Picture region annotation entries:

-- Begin --

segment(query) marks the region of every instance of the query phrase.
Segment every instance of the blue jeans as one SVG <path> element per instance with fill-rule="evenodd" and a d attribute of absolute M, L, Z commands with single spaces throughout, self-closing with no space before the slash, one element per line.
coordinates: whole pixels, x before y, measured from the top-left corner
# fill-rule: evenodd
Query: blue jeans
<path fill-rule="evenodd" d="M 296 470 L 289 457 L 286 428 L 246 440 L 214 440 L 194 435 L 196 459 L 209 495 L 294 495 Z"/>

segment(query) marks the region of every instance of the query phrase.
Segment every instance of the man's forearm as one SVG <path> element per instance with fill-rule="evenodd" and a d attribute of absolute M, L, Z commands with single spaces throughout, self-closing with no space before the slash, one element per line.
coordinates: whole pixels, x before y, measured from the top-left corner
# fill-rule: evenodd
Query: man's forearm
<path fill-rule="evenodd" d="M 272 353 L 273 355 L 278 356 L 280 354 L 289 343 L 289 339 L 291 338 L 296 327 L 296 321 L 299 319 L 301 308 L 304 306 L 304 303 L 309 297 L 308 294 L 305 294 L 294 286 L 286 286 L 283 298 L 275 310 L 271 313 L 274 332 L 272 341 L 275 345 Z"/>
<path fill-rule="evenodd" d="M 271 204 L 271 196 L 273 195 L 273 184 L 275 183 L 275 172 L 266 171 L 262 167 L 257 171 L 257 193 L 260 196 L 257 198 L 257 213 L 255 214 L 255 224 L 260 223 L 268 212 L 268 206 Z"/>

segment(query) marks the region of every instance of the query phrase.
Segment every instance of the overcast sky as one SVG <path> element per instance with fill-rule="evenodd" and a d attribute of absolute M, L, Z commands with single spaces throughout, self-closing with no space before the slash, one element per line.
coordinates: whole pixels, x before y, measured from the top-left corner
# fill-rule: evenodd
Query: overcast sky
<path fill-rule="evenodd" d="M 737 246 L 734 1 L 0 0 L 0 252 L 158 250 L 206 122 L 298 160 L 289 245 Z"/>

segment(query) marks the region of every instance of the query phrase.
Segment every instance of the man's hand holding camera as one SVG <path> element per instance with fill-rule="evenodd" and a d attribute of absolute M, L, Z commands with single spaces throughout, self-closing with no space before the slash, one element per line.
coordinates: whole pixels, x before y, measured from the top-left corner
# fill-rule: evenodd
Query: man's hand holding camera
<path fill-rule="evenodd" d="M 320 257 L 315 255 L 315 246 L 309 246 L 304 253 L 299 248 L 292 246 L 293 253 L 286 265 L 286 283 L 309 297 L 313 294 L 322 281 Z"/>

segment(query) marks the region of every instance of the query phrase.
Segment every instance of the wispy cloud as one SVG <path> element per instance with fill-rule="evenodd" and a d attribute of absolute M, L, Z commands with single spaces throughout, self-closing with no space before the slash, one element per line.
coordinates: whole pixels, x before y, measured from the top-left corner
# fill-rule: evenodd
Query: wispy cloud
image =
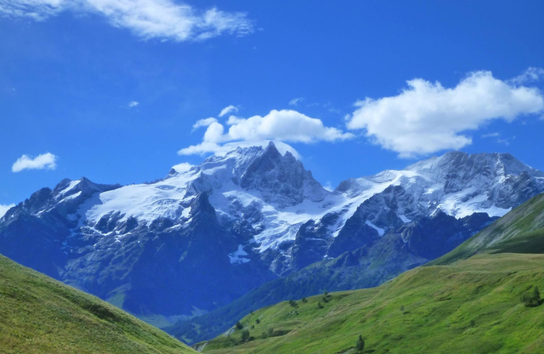
<path fill-rule="evenodd" d="M 64 11 L 96 13 L 144 39 L 183 42 L 254 31 L 242 12 L 198 9 L 174 0 L 0 0 L 0 14 L 45 21 Z"/>
<path fill-rule="evenodd" d="M 193 125 L 193 130 L 198 129 L 200 127 L 208 127 L 212 123 L 215 123 L 217 121 L 217 119 L 214 118 L 213 117 L 210 117 L 209 118 L 204 118 L 204 119 L 199 119 L 196 122 L 195 122 L 195 124 Z"/>
<path fill-rule="evenodd" d="M 412 157 L 460 149 L 472 143 L 466 132 L 492 120 L 511 122 L 544 110 L 540 90 L 499 80 L 490 72 L 472 72 L 451 88 L 423 79 L 407 84 L 397 96 L 358 101 L 348 127 L 361 130 L 400 157 Z"/>
<path fill-rule="evenodd" d="M 516 136 L 514 136 L 512 137 L 508 138 L 508 137 L 503 137 L 501 135 L 501 133 L 498 132 L 493 132 L 488 134 L 484 134 L 482 135 L 482 137 L 483 139 L 489 139 L 489 138 L 495 138 L 494 139 L 494 141 L 498 144 L 502 144 L 504 145 L 510 146 L 510 143 L 512 142 L 512 140 L 516 139 Z"/>
<path fill-rule="evenodd" d="M 304 101 L 304 97 L 298 97 L 289 101 L 289 105 L 298 105 L 298 103 Z"/>
<path fill-rule="evenodd" d="M 178 164 L 176 166 L 173 166 L 172 169 L 176 170 L 176 172 L 182 173 L 185 172 L 186 171 L 189 171 L 193 167 L 194 165 L 191 165 L 188 162 L 182 162 L 181 164 Z"/>
<path fill-rule="evenodd" d="M 11 209 L 15 206 L 15 204 L 9 204 L 8 205 L 2 205 L 0 204 L 0 218 L 2 217 L 4 215 L 6 215 L 6 212 L 8 212 L 8 210 Z"/>
<path fill-rule="evenodd" d="M 229 113 L 233 113 L 235 112 L 238 112 L 238 108 L 235 105 L 230 105 L 222 109 L 221 112 L 219 113 L 219 116 L 222 117 L 223 115 L 227 115 Z"/>
<path fill-rule="evenodd" d="M 264 117 L 254 115 L 249 118 L 231 115 L 227 125 L 230 127 L 225 132 L 222 124 L 218 122 L 212 122 L 206 129 L 200 144 L 181 149 L 178 153 L 180 155 L 216 153 L 223 151 L 226 143 L 235 145 L 244 142 L 244 145 L 247 146 L 254 142 L 259 142 L 259 144 L 255 144 L 259 145 L 262 142 L 273 140 L 310 144 L 319 141 L 345 140 L 353 137 L 351 133 L 326 127 L 319 119 L 312 118 L 291 110 L 273 110 Z"/>
<path fill-rule="evenodd" d="M 23 155 L 17 159 L 11 166 L 12 172 L 21 172 L 23 170 L 54 170 L 57 168 L 58 157 L 47 152 L 32 158 L 28 155 Z"/>

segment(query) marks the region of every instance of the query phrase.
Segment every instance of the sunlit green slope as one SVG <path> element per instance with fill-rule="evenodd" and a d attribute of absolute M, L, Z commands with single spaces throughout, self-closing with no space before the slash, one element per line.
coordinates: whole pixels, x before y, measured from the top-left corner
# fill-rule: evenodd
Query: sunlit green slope
<path fill-rule="evenodd" d="M 479 253 L 504 252 L 544 252 L 544 194 L 524 202 L 451 252 L 429 264 L 449 264 Z"/>
<path fill-rule="evenodd" d="M 0 353 L 194 353 L 97 297 L 0 256 Z"/>
<path fill-rule="evenodd" d="M 375 354 L 544 353 L 544 306 L 520 301 L 536 285 L 544 289 L 544 255 L 478 255 L 332 293 L 327 302 L 318 296 L 266 307 L 241 320 L 252 340 L 241 343 L 242 329 L 199 346 L 210 353 L 348 353 L 361 334 L 364 353 Z"/>

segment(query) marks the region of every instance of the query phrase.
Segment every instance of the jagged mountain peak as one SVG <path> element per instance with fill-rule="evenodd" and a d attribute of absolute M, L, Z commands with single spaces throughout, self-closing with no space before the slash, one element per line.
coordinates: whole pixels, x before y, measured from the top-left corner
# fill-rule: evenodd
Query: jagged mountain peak
<path fill-rule="evenodd" d="M 420 173 L 447 175 L 460 169 L 470 169 L 472 174 L 487 172 L 494 176 L 518 175 L 523 171 L 531 176 L 544 176 L 544 173 L 523 164 L 508 153 L 482 152 L 467 154 L 448 152 L 441 156 L 434 156 L 409 166 L 405 170 Z"/>

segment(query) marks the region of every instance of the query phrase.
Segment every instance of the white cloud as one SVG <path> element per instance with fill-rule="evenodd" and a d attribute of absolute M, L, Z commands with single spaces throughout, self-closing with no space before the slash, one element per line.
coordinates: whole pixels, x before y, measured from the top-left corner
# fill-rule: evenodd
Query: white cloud
<path fill-rule="evenodd" d="M 199 119 L 195 122 L 195 124 L 193 125 L 193 130 L 195 130 L 196 129 L 198 129 L 200 127 L 208 127 L 210 124 L 215 122 L 217 121 L 217 120 L 214 118 L 213 117 L 210 117 L 209 118 Z"/>
<path fill-rule="evenodd" d="M 0 204 L 0 218 L 2 217 L 4 215 L 5 215 L 6 213 L 8 212 L 8 210 L 13 207 L 14 206 L 15 206 L 15 204 L 9 204 L 8 205 L 2 205 L 1 204 Z"/>
<path fill-rule="evenodd" d="M 234 112 L 238 112 L 238 108 L 230 105 L 228 107 L 225 107 L 225 108 L 222 109 L 221 113 L 219 113 L 219 116 L 222 117 L 223 115 L 226 115 Z"/>
<path fill-rule="evenodd" d="M 289 152 L 293 155 L 300 159 L 300 154 L 295 149 L 294 147 L 285 144 L 283 142 L 279 140 L 272 140 L 274 142 L 276 148 L 281 153 L 282 155 L 285 155 L 285 152 Z M 222 156 L 226 153 L 235 149 L 237 147 L 263 147 L 266 148 L 271 140 L 251 140 L 248 142 L 232 142 L 225 144 L 217 144 L 215 142 L 202 142 L 198 145 L 193 145 L 185 149 L 182 149 L 178 154 L 180 155 L 202 155 L 208 153 L 212 153 L 215 155 Z"/>
<path fill-rule="evenodd" d="M 44 21 L 63 11 L 96 13 L 144 38 L 176 42 L 254 32 L 246 13 L 205 11 L 174 0 L 0 0 L 0 14 Z"/>
<path fill-rule="evenodd" d="M 181 164 L 178 164 L 176 166 L 173 166 L 172 169 L 176 170 L 176 172 L 181 173 L 182 172 L 185 172 L 186 171 L 189 171 L 193 166 L 194 165 L 191 165 L 188 162 L 182 162 Z"/>
<path fill-rule="evenodd" d="M 532 81 L 538 81 L 544 77 L 544 69 L 530 67 L 520 75 L 509 80 L 514 85 L 522 85 Z"/>
<path fill-rule="evenodd" d="M 289 105 L 297 105 L 304 101 L 304 97 L 298 97 L 289 101 Z"/>
<path fill-rule="evenodd" d="M 472 143 L 466 132 L 493 119 L 511 122 L 544 110 L 538 88 L 514 86 L 490 72 L 470 73 L 453 88 L 422 79 L 407 84 L 398 96 L 358 101 L 347 127 L 363 130 L 374 143 L 411 157 L 460 149 Z"/>
<path fill-rule="evenodd" d="M 32 156 L 23 155 L 17 159 L 13 166 L 11 166 L 11 171 L 20 172 L 23 170 L 42 170 L 44 169 L 54 170 L 57 168 L 56 156 L 51 153 L 42 154 L 33 159 Z"/>
<path fill-rule="evenodd" d="M 235 147 L 242 143 L 245 145 L 255 143 L 258 145 L 256 142 L 265 142 L 263 144 L 266 146 L 268 140 L 309 144 L 318 141 L 345 140 L 353 137 L 351 133 L 325 127 L 321 120 L 290 110 L 273 110 L 264 117 L 254 115 L 246 119 L 232 115 L 227 125 L 230 127 L 225 132 L 222 124 L 212 122 L 204 133 L 202 143 L 181 149 L 178 154 L 190 155 L 217 153 L 222 151 L 225 146 Z"/>

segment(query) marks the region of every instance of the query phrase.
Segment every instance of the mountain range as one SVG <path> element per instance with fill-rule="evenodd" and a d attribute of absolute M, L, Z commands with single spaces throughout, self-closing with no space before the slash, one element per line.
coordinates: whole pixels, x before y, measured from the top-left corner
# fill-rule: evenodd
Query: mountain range
<path fill-rule="evenodd" d="M 271 142 L 151 183 L 63 180 L 0 219 L 0 253 L 164 326 L 266 289 L 285 291 L 239 311 L 378 285 L 542 192 L 511 155 L 458 152 L 329 191 Z"/>

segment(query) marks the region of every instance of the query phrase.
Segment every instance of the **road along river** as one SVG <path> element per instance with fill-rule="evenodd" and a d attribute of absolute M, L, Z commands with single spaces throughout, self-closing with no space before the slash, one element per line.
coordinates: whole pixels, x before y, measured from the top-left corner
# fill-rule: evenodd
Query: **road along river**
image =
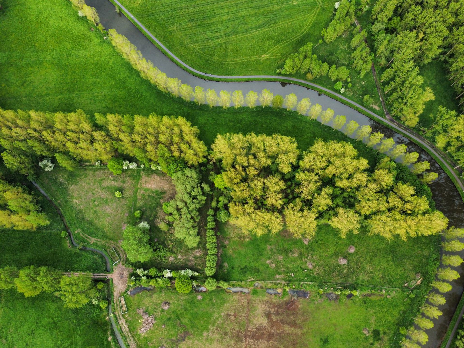
<path fill-rule="evenodd" d="M 243 91 L 244 95 L 245 95 L 250 90 L 252 90 L 259 92 L 264 89 L 269 90 L 274 94 L 280 94 L 284 96 L 294 93 L 298 97 L 299 100 L 303 98 L 309 97 L 313 104 L 318 103 L 322 106 L 323 109 L 330 108 L 334 110 L 335 115 L 345 115 L 347 122 L 351 120 L 353 120 L 361 125 L 369 125 L 372 127 L 373 131 L 381 132 L 387 137 L 394 138 L 397 143 L 405 144 L 407 145 L 410 151 L 417 151 L 419 154 L 419 160 L 429 161 L 431 164 L 431 170 L 438 174 L 438 178 L 430 185 L 431 189 L 433 194 L 433 199 L 436 203 L 437 208 L 443 212 L 449 219 L 450 226 L 464 227 L 464 203 L 463 203 L 461 196 L 454 184 L 430 155 L 408 138 L 395 133 L 389 128 L 376 122 L 349 106 L 332 99 L 329 97 L 320 95 L 320 93 L 315 90 L 291 83 L 292 81 L 294 81 L 306 84 L 325 90 L 328 93 L 335 94 L 333 92 L 326 89 L 303 80 L 284 77 L 286 80 L 289 81 L 289 84 L 266 81 L 227 82 L 208 80 L 208 78 L 224 79 L 243 78 L 250 79 L 250 80 L 262 79 L 264 80 L 266 78 L 273 78 L 282 79 L 284 77 L 258 75 L 220 76 L 207 74 L 196 70 L 187 65 L 170 52 L 169 50 L 163 45 L 162 43 L 160 42 L 122 5 L 119 3 L 117 0 L 115 0 L 115 1 L 120 5 L 122 10 L 120 13 L 116 13 L 114 5 L 109 0 L 87 0 L 86 3 L 88 5 L 97 9 L 100 16 L 100 21 L 105 28 L 107 29 L 114 28 L 119 33 L 124 35 L 133 44 L 137 47 L 145 58 L 151 61 L 154 66 L 157 66 L 161 71 L 165 72 L 168 77 L 177 77 L 181 80 L 183 83 L 187 84 L 194 88 L 195 86 L 200 86 L 205 89 L 207 88 L 213 89 L 217 91 L 226 90 L 232 92 L 236 90 L 240 90 Z M 151 37 L 155 42 L 156 42 L 160 46 L 163 47 L 163 49 L 165 49 L 168 53 L 171 56 L 173 59 L 176 60 L 179 64 L 183 66 L 186 69 L 193 71 L 198 75 L 204 76 L 205 79 L 190 74 L 173 62 L 146 37 L 145 35 L 122 14 L 122 12 L 125 13 L 126 16 L 131 18 L 133 20 L 137 23 L 142 28 L 142 29 L 145 31 L 145 33 Z M 154 88 L 156 87 L 154 87 Z M 373 92 L 375 92 L 375 91 L 373 91 Z M 393 129 L 397 129 L 407 134 L 408 137 L 414 139 L 416 142 L 421 143 L 424 147 L 427 148 L 435 155 L 441 158 L 439 154 L 429 144 L 425 143 L 414 135 L 408 134 L 408 132 L 404 129 L 400 128 L 398 126 L 388 120 L 383 119 L 380 116 L 375 115 L 362 106 L 351 102 L 344 96 L 338 94 L 336 95 L 348 102 L 354 106 L 368 113 L 374 119 L 381 120 L 382 122 L 388 124 L 389 126 Z M 443 161 L 445 162 L 445 165 L 448 167 L 448 169 L 454 174 L 454 172 L 450 166 L 445 161 Z M 464 189 L 462 183 L 459 180 L 457 176 L 455 176 L 455 178 L 459 182 L 461 188 Z M 461 241 L 464 241 L 464 240 Z M 464 258 L 464 251 L 462 251 L 460 254 L 462 257 Z M 433 321 L 435 325 L 432 329 L 426 331 L 429 335 L 429 342 L 425 345 L 425 347 L 436 348 L 440 345 L 462 295 L 463 290 L 464 289 L 464 266 L 460 266 L 455 269 L 459 272 L 461 277 L 451 283 L 453 286 L 452 290 L 444 294 L 446 298 L 446 303 L 445 304 L 440 306 L 439 308 L 439 309 L 443 312 L 443 315 L 439 316 L 438 319 Z"/>

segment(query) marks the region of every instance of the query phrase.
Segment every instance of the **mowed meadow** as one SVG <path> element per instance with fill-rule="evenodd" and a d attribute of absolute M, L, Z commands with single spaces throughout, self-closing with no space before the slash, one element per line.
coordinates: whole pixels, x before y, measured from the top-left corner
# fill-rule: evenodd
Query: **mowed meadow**
<path fill-rule="evenodd" d="M 327 0 L 120 2 L 190 66 L 225 75 L 273 74 L 289 54 L 318 40 L 334 9 Z"/>

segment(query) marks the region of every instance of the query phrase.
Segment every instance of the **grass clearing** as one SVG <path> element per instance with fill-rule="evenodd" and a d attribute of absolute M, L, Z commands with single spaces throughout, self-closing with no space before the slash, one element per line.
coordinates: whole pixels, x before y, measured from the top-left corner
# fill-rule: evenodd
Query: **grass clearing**
<path fill-rule="evenodd" d="M 43 172 L 38 182 L 57 202 L 78 241 L 101 246 L 109 252 L 110 250 L 113 257 L 112 247 L 120 253 L 117 246 L 126 226 L 146 221 L 151 226 L 151 241 L 166 246 L 174 257 L 148 262 L 144 268 L 204 267 L 204 233 L 193 250 L 176 238 L 172 231 L 165 232 L 158 227 L 164 219 L 162 203 L 175 194 L 171 179 L 166 174 L 139 169 L 114 175 L 105 168 L 81 168 L 73 172 L 58 169 Z M 116 197 L 116 191 L 121 191 L 122 197 Z M 143 212 L 140 220 L 134 215 L 139 209 Z"/>
<path fill-rule="evenodd" d="M 2 5 L 0 31 L 5 34 L 0 46 L 4 77 L 0 107 L 4 109 L 178 115 L 199 128 L 200 137 L 207 146 L 218 133 L 278 133 L 295 137 L 303 150 L 316 138 L 343 139 L 351 142 L 360 155 L 374 158 L 371 149 L 294 111 L 270 107 L 210 108 L 160 92 L 97 31 L 91 32 L 88 22 L 79 17 L 69 1 L 51 0 L 45 6 L 32 0 L 6 0 Z M 31 23 L 31 18 L 37 20 Z"/>
<path fill-rule="evenodd" d="M 227 281 L 291 280 L 402 288 L 416 279 L 418 273 L 425 274 L 437 244 L 435 237 L 388 241 L 365 231 L 342 239 L 327 225 L 319 225 L 307 245 L 284 232 L 259 238 L 245 236 L 230 224 L 221 225 L 220 233 L 222 253 L 218 274 Z M 355 247 L 353 253 L 348 252 L 350 245 Z M 340 264 L 339 258 L 347 259 L 348 264 Z"/>
<path fill-rule="evenodd" d="M 5 348 L 112 347 L 107 315 L 92 304 L 65 309 L 51 294 L 26 298 L 16 291 L 2 290 L 0 342 Z"/>
<path fill-rule="evenodd" d="M 204 72 L 269 75 L 330 22 L 327 0 L 123 0 L 176 56 Z"/>
<path fill-rule="evenodd" d="M 167 348 L 384 347 L 396 334 L 401 312 L 411 305 L 402 291 L 392 292 L 389 298 L 341 296 L 336 302 L 311 291 L 309 299 L 290 306 L 288 295 L 272 296 L 264 289 L 249 295 L 218 290 L 202 293 L 201 300 L 198 295 L 168 290 L 127 296 L 129 311 L 124 316 L 138 344 Z M 164 301 L 171 303 L 166 311 L 161 308 Z M 156 320 L 143 335 L 138 334 L 138 308 Z M 368 335 L 363 333 L 364 328 Z"/>
<path fill-rule="evenodd" d="M 430 87 L 435 96 L 435 100 L 425 103 L 424 111 L 419 116 L 418 125 L 425 128 L 432 125 L 437 116 L 438 107 L 440 105 L 459 113 L 456 94 L 446 77 L 445 69 L 443 65 L 443 62 L 437 60 L 420 67 L 420 74 L 424 77 L 423 86 Z"/>
<path fill-rule="evenodd" d="M 100 254 L 78 250 L 69 238 L 54 231 L 0 231 L 0 267 L 18 268 L 33 264 L 50 266 L 63 271 L 106 271 L 105 260 Z M 19 252 L 20 251 L 20 252 Z"/>

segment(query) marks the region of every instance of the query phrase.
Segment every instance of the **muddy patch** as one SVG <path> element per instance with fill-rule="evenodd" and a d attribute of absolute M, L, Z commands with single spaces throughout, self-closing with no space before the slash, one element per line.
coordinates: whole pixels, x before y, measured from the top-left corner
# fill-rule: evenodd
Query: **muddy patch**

-- End --

WRITTEN REQUEST: Output the lines from the start of the entries through the line containing "296 470 L 289", including that line, reproducing them without any change.

RIGHT ANSWER:
segment(query) marks the region of every instance of the query phrase.
Segment every instance of the blue jeans as one SVG <path> element per instance with fill-rule="evenodd" and a d attribute of absolute M, L, Z commands with single spaces throughout, self-closing with no space before the slash, one element per line.
coordinates: whole pixels, x before y, measured from the top-left corner
# fill-rule: evenodd
Query: blue jeans
<path fill-rule="evenodd" d="M 296 470 L 289 457 L 286 428 L 246 440 L 214 440 L 194 435 L 196 459 L 209 495 L 294 495 Z"/>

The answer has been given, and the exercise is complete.